--- Text extract ---

Conclusion: you are not the king, but there is a King who’s word IS supreme – even the kings will need to answer to Him.

8:7-13 You are not God

“Since no one knows the future, who can tell…” The Teacher reveals the limits of his understanding here. He cannot know the future and doesn’t know anyone who can. And yet, God has been sending prophets to Israel since before Moses. Noah most famously was aware of the imminent flood and built the boat and told all what was to come. Daniel was given visions of the future. Isaiah and the other prophets spoke of the day of the Lord. The Teacher wants to highlight the prison of time that is upon us – that we are NOT all knowing and foreseeing creatures – but God is and he has made known the future to us – a future which centres around the Messiah and judgment.

“As no one has power over the wind to contain it so no one has power over the time of their death.” This is a proverb of comparison. Just like you can’t hold wind in your hands, you can’t hold onto the day of your death like it’s under your control. It’s beautiful to know that Jesus sits outside of both of these constraints. He calmed the storm (Mark 4:35-41) and he laid down his own life only to take it up again (John 10:18).

“As no one is discharged in time of war….” The final proverb in Verse 8 compares a soldier compelled to fight with a sinner compelled to sin. Once again, the Teacher does not teach us that one day the Messiah will release us from the captivity of sin (Romans 6:17-23).

“All this I saw…a man lords it over others…” Verses 9-10 cover two situations: a person with power who lords it over others but their end will not go well for them – they will die and presumably face the music. Then there are those who parade around like they are lovely but the Teacher implies they are really wicked and they will go to the grave too. The power and the praise do not get humans anywhere with God.

---

§ Tasks and exercises
a) Update the Ecclesiastes commentary by writing it out again with "Teacher" replaced by "Preacher", beginning at the words "Conclusion: you are" and stopping after "Messiah and judgment.".
b) Which scripture references appear in parentheses in the Ecclesiastes commentary? List them all.
The entries here were taken from a separate source.

--- Provided material ---

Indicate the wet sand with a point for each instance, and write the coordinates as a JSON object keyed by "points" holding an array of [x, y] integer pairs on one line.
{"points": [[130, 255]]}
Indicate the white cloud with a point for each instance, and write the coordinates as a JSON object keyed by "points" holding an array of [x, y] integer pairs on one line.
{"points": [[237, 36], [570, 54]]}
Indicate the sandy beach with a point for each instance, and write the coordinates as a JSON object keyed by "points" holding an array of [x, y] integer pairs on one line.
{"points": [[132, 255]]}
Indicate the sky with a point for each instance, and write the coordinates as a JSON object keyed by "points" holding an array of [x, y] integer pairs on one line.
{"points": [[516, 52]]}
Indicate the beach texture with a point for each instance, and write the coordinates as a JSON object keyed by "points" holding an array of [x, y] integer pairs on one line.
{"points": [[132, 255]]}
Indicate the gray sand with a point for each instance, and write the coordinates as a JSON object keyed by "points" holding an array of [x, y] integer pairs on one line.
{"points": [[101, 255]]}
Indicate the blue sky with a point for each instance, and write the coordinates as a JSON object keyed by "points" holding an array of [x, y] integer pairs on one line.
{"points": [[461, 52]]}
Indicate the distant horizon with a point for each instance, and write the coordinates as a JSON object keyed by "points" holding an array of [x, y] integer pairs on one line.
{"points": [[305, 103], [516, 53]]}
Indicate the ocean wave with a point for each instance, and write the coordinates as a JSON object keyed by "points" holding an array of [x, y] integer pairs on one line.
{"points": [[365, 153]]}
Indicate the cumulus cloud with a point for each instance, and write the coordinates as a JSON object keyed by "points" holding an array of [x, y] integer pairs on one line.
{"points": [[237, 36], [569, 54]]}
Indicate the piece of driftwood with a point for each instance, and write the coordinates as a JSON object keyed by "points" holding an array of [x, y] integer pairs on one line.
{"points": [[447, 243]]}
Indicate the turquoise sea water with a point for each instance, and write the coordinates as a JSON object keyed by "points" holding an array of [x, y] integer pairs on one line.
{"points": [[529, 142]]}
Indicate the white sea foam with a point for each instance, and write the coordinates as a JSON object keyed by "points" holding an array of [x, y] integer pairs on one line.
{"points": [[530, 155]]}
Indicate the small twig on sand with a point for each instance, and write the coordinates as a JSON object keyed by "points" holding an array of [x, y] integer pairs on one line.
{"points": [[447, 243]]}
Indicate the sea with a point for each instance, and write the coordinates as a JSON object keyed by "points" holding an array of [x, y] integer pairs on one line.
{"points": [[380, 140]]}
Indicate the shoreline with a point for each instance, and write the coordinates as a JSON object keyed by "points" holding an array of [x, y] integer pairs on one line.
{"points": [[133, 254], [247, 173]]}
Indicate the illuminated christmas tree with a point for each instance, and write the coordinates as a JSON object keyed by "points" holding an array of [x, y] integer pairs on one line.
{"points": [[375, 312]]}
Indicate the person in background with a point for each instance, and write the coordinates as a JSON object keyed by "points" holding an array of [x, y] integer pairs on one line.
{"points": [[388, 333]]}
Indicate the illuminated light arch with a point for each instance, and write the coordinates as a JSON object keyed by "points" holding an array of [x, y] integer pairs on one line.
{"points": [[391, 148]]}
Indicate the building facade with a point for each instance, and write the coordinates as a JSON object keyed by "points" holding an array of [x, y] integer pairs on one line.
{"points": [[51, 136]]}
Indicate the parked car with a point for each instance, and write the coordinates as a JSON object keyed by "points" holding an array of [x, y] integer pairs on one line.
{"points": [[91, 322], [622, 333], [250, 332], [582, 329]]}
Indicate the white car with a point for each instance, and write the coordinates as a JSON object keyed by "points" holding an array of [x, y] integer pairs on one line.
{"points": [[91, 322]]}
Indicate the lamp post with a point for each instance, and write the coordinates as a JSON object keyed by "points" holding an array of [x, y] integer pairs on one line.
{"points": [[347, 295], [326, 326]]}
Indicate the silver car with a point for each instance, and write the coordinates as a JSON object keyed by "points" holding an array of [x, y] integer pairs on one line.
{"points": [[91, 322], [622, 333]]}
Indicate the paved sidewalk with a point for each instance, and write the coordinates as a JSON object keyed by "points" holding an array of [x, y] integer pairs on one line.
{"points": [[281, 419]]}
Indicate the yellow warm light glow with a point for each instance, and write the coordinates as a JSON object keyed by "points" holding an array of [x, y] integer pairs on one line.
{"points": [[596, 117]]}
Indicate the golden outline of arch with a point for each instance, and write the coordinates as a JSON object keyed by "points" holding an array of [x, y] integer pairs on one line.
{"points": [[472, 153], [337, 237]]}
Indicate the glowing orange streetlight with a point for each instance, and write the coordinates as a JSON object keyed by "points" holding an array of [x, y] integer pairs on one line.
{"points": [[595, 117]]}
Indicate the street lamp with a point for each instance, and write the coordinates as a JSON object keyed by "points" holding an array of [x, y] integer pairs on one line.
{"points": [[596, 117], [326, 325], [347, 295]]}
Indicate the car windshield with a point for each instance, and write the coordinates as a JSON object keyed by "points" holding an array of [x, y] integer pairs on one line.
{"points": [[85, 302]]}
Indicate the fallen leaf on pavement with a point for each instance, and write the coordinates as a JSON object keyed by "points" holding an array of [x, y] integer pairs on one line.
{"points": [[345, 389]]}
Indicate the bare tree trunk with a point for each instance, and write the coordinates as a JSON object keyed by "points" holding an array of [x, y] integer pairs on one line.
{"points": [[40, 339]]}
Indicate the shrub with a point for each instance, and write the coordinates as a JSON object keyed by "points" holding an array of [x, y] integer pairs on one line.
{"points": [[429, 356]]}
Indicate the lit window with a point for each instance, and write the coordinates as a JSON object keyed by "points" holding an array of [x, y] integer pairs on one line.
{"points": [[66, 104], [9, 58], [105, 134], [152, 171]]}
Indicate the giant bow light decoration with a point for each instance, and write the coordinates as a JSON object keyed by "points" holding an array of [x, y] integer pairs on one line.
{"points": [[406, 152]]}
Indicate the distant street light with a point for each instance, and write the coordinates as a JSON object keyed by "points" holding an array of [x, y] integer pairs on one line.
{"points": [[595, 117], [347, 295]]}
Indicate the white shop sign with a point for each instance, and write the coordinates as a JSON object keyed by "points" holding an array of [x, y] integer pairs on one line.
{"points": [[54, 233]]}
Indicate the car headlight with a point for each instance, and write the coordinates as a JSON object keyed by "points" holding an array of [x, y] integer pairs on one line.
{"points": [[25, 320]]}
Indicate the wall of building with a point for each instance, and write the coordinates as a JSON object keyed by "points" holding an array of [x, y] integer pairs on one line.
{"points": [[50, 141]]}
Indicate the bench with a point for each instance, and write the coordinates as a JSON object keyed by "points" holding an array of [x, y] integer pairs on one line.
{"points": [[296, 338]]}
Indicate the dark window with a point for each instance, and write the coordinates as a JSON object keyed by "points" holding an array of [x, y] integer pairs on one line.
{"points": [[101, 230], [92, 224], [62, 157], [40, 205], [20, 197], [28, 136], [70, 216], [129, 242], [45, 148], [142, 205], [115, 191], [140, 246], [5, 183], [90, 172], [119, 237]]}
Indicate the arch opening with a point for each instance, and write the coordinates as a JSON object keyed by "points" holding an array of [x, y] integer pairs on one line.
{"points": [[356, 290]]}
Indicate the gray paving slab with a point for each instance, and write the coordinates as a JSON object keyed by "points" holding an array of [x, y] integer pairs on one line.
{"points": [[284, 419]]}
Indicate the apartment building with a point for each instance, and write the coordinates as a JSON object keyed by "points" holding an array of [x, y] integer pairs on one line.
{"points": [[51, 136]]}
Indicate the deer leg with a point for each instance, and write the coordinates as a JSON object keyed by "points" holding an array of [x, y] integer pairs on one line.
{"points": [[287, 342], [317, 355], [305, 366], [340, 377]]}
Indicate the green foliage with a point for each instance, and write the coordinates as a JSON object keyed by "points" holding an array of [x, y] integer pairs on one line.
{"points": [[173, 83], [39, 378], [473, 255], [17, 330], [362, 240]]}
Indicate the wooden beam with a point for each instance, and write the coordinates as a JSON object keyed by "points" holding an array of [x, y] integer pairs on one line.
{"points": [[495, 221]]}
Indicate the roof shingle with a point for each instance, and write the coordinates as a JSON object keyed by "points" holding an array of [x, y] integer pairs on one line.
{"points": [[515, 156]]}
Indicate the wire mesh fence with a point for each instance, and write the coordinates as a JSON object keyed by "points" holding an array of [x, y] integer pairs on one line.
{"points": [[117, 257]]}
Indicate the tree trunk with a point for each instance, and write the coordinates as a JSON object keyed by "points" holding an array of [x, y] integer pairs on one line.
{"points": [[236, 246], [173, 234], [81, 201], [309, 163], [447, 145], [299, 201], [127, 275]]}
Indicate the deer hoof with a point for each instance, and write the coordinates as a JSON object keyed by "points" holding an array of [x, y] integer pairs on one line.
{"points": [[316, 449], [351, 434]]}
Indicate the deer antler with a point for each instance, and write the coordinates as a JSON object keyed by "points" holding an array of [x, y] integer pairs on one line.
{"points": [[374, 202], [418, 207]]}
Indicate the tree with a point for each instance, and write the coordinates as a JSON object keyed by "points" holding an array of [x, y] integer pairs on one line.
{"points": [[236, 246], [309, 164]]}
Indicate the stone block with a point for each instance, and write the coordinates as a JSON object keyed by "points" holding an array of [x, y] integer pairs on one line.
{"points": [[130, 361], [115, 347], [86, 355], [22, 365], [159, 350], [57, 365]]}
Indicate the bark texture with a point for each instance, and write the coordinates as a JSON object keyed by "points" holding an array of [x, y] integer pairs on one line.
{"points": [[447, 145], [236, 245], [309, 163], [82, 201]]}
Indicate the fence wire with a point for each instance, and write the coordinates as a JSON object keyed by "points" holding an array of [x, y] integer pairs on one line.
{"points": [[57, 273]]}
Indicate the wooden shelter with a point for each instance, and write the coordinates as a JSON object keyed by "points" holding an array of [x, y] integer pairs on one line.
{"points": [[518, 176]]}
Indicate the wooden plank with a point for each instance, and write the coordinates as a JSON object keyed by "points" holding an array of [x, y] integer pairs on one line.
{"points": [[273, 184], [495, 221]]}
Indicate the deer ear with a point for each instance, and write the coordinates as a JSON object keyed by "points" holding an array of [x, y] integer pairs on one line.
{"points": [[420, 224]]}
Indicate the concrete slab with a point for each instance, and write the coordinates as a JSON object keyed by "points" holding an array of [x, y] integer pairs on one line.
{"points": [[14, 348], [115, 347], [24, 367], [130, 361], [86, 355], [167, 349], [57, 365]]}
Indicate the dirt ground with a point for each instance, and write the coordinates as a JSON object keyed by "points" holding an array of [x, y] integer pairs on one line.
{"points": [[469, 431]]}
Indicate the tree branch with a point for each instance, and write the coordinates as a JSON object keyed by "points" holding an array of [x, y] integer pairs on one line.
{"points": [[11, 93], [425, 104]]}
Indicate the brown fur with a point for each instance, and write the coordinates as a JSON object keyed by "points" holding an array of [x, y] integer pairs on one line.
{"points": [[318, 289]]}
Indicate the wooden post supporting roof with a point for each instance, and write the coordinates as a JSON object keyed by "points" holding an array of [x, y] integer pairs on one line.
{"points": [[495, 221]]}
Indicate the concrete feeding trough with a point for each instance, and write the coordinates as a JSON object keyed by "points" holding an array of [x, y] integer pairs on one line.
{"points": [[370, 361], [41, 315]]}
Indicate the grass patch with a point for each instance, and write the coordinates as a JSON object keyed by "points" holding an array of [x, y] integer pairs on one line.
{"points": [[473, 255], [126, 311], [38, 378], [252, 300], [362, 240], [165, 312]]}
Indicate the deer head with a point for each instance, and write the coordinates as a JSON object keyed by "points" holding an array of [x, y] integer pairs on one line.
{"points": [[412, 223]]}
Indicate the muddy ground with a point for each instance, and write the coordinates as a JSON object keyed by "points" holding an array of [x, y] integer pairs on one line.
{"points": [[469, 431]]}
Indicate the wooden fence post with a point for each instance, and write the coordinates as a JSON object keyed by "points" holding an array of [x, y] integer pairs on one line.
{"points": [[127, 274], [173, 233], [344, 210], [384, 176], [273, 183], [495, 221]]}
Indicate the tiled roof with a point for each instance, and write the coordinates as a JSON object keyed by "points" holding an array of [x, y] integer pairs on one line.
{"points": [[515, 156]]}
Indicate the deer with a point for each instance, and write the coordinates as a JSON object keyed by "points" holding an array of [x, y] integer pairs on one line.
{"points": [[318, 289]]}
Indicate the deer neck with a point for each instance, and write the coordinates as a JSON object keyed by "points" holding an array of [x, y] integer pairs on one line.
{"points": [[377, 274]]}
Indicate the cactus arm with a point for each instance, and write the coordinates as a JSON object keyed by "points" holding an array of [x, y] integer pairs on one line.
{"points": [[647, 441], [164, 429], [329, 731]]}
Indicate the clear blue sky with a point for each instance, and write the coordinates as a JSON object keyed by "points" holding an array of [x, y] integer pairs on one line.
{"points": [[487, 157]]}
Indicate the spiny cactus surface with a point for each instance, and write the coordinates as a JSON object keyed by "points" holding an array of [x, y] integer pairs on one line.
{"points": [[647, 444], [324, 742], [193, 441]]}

---

§ Solutions to the exercise
a)
Conclusion: you are not the king, but there is a King who’s word IS supreme – even the kings will need to answer to Him.

8:7-13 You are not God

“Since no one knows the future, who can tell…” The Preacher reveals the limits of his understanding here. He cannot know the future and doesn’t know anyone who can. And yet, God has been sending prophets to Israel since before Moses. Noah most famously was aware of the imminent flood and built the boat and told all what was to come. Daniel was given visions of the future. Isaiah and the other prophets spoke of the day of the Lord. The Preacher wants to highlight the prison of time that is upon us – that we are NOT all knowing and foreseeing creatures – but God is and he has made known the future to us – a future which centres around the Messiah and judgment.

b)
Mark 4:35-41
John 10:18
Romans 6:17-23